WHAT THE TASK REQUIRES:
Could you render the data below as a JSON list of strings, from its first line through the line containing "(469, 257), (570, 371)", both included? Use one string per line and leave out blank lines.
** BEGIN **
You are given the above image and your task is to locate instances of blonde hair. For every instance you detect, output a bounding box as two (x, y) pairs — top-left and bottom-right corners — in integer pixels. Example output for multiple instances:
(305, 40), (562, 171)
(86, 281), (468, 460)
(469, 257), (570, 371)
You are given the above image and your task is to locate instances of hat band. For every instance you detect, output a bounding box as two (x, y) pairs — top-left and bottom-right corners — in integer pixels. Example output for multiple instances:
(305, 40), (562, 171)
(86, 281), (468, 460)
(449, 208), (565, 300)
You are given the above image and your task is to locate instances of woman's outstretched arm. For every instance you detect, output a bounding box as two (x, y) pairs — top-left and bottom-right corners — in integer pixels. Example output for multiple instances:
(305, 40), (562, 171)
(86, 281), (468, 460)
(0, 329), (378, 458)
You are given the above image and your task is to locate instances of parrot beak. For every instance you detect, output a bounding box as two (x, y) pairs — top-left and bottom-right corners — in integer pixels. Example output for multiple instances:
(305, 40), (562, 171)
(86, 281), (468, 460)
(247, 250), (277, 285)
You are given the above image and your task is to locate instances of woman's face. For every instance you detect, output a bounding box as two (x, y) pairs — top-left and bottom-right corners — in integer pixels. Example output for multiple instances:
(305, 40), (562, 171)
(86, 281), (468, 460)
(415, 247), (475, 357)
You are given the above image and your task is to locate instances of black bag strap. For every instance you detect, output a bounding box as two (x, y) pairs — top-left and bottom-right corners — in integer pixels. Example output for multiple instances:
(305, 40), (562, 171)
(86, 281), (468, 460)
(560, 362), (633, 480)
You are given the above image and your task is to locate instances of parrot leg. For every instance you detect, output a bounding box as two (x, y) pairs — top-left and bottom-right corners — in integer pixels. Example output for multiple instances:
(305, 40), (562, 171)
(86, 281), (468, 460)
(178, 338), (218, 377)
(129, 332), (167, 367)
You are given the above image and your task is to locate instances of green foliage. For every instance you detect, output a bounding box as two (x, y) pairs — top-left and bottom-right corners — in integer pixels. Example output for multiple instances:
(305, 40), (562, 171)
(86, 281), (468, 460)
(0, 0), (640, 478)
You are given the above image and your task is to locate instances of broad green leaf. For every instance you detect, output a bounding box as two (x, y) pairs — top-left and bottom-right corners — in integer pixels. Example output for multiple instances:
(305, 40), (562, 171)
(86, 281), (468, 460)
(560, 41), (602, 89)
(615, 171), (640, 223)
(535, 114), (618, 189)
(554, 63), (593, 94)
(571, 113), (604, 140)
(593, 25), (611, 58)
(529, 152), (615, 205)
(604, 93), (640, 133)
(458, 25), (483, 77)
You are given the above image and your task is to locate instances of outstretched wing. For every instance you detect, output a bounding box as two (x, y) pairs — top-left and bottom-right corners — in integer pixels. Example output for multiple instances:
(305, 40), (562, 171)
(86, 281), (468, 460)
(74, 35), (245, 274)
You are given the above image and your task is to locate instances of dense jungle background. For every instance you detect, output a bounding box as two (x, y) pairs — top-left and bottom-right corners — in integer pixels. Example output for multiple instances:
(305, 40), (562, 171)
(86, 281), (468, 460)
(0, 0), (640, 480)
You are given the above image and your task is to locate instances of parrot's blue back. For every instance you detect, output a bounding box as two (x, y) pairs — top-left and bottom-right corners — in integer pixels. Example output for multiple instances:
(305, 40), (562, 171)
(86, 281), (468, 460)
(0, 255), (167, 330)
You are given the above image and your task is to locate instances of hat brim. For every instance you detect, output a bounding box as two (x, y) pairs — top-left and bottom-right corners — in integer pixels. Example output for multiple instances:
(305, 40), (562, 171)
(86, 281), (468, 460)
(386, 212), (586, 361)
** END **
FINAL RESULT:
[
  "You are given the above image and your task is to locate instances of blonde hair. For every instance you detect, output a bounding box as two (x, y) pairs — top-left and bottom-right corners — in integer pixels. Example output for multiple instances:",
  "(305, 40), (562, 171)",
  "(86, 281), (468, 460)",
  "(469, 257), (570, 371)"
]